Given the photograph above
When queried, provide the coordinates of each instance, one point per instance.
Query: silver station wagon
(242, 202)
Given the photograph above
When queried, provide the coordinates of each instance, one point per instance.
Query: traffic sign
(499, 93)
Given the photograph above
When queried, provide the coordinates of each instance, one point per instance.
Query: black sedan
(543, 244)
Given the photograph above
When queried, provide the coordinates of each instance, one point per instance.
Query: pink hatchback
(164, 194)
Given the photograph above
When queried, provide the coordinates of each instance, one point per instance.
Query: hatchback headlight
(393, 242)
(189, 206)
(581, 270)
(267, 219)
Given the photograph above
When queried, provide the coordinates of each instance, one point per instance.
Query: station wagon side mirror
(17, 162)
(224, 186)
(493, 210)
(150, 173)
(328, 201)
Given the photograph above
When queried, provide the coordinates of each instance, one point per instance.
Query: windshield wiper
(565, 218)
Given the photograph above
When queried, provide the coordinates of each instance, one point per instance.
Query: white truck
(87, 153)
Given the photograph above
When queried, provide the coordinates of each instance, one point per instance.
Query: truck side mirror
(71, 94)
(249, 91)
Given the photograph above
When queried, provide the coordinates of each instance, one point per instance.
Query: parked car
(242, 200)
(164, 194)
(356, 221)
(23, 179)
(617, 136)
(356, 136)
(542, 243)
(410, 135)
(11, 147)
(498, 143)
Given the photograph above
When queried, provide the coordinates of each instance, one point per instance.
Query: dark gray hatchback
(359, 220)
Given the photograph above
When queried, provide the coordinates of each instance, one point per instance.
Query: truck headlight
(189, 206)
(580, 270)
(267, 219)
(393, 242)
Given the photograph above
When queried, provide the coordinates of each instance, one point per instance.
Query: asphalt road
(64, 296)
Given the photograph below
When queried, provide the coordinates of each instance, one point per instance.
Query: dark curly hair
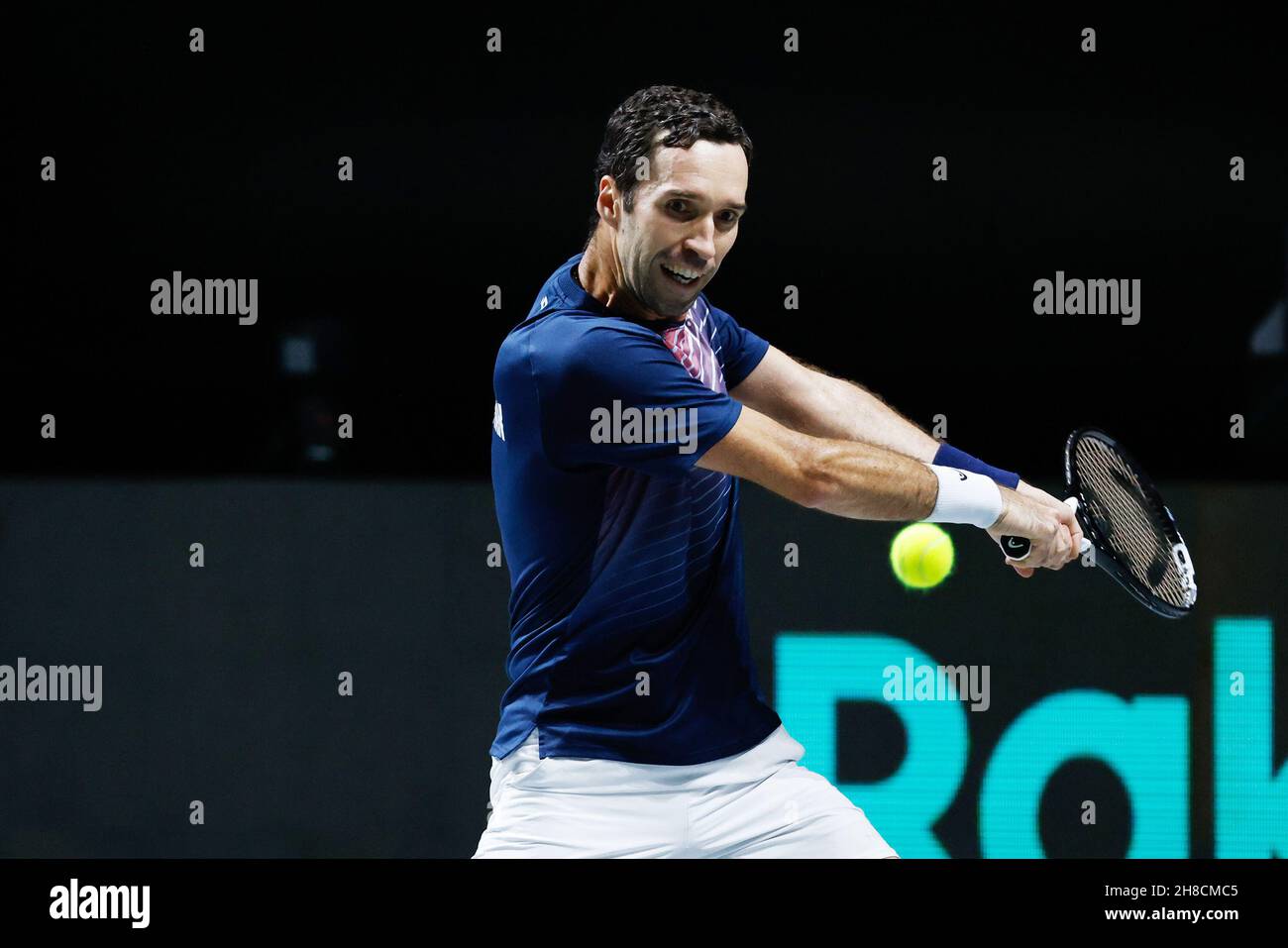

§ §

Every entry must be reproduced exactly, with the images left out.

> _Answer area_:
Given the photograph above
When queried, provide the coordinates of each instance, one point per instance.
Query: silver station wagon
(242, 202)
Given the photograph above
When queried, provide the coordinates of each instance, one point per instance.
Query: traffic sign
(499, 93)
Given the photograph above
When queried, provide the coordinates of each instance, one point per instance.
Query: black sedan
(543, 244)
Given the photograph above
When queried, provide the coordinates of each instance, one point per instance.
Query: pink hatchback
(164, 194)
Given the photograph above
When queried, provide the coordinates of each instance, one point per instance.
Query: hatchback headlight
(393, 242)
(189, 206)
(581, 270)
(267, 219)
Given the photograph above
When queried, provide the coordinates of each instance, one point per instance.
Query: station wagon side mirror
(17, 162)
(224, 186)
(493, 210)
(150, 173)
(328, 201)
Given the photograph above
When queried, provide the coordinates of each instance, one point per instance.
Query: windshield wiper
(565, 218)
Given the photograph above
When queried, provide the coordinates of each instance, one point per instance.
Query: white truck
(87, 153)
Given the photograph above
When queried, provide the coordinates of each instance, one point per instance.
Query: truck side mirror
(71, 94)
(249, 91)
Given the photograph above
When queried, provide the coordinates of each instance, one point per instance.
Query: parked car
(242, 200)
(164, 194)
(356, 221)
(23, 179)
(617, 136)
(356, 136)
(542, 243)
(410, 135)
(11, 147)
(498, 143)
Given the photograph above
When queried, provide the coordinates of each instance, one point per instance.
Query: dark gray hatchback
(359, 220)
Given the photograph above
When queried, provide the coordinates of each instance, one point per instance.
Query: truck headlight
(189, 206)
(580, 270)
(267, 219)
(393, 242)
Given the photograph above
When queried, provide the coordinates of each instance, one point per instance.
Query: asphalt road
(64, 296)
Given the photograph below
When queried, provide the coordinates of each instance, one point per instance.
Query: dark curly hair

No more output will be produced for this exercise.